▶ [Texto de origem]
◆ ◆ ◆ ◆

Enquanto verte ao português alguns poemas de Sylvia Plath (1932-1963), o autor e tradutor brasileiro grafa, também em versos, as sensações que lhe chegam, em razão do que experimenta, excogita e depreende das linhas lavradas pela poetisa norte-americana − expressão de uma vida em equilíbrio instável, flamejando em arrebatamentos.
Para bem se apreender os versos de Félix de Sousa, há de se ter, necessariamente, ciência de episódios da biografia de Plath, que culminaram com o seu suicídio em Londres (EN), em 11.2.1963: a respeito, há um belo trabalho de coleta documental, interpretação e refinada escrita sobre o tema, de autoria da jornalista Janet Malcolm (n. 1934), intitulado “A mulher calada: Sylvia Plath, Ted Hughes e os limites da biografia” (“The silente woman: Sylvia Plath & Ted Hughes”), de 1994, traduzido no Brasil por Sergio Flaksman, para a Editora Companhia de Bolso.
J.A.R. – H.C.
Afonso Félix de Sousa
(1925-2002)
Tardia Elegia para Sylvia Plath
Sem bater à porta
chego à soleira
do teu delírio
Sem lira ou lírio
feito um verme faminto
me adentro por teus olhos
e roubo e roo
visões que se desfazem
e se refazem
e te apavoram
e te alimentam
enquanto vão te lambendo
as línguas geladas
da morte
Línguas do inferno
oh the tongues of hell
Traduzo-te as palavras
e o que há por trás das tuas
palavras
(What does it mean?)

◆ ◆ ◆ ◆

▶ [Listagem]
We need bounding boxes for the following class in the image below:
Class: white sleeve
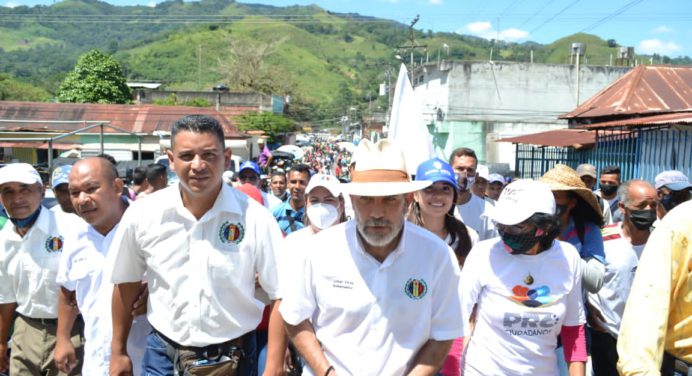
[459,245,488,336]
[279,237,317,325]
[255,206,284,300]
[430,246,464,341]
[108,205,147,284]
[561,250,586,326]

◆ ◆ ◆ ◆

▶ [Tarefas]
A) Extraia das linhas acima todas as que contêm a palavra "below", diferenciando maiúsculas de minúsculas.
B) Prossiga com o texto sobre Sylvia Plath a partir do ponto em que ele termina.

▶ [Respostas por tarefa]
A)
We need bounding boxes for the following class in the image below:

B)
e sinto-te bela
como se te estivesse entrevendo
numa rua de Londres
no outono
de mil novecentos
e cinquenta e nove
e próxima
como se nos amássemos
há três dias
há três noites
há milênios
Enquanto te traduzo
línguas do inferno
chegam às soleiras
do coração
da mente
Querem lamber-me
e queima-me a tua febre
e molha-me o suor
de tua pele
e tudo o que vês e deixas
de ver
e eu vejo
de dentro de teus olhos
vai-se cobrindo
das cinzas de Hiroshima
À volta da aldeia
(Georges Seurat: pintor francês)
Referência:
FÉLIX DE SOUSA, Afonso. Tardia elegia
para Sylvia Plath. In: __________. Quinquagésima hora & Horas
anteriores: poesia. Rio de Janeiro, RJ: Philobibblion & Rio Arte, 1987.
p. 25-26. (Coleção ‘Cavalo Azul’; v. 1)
Muito bom!!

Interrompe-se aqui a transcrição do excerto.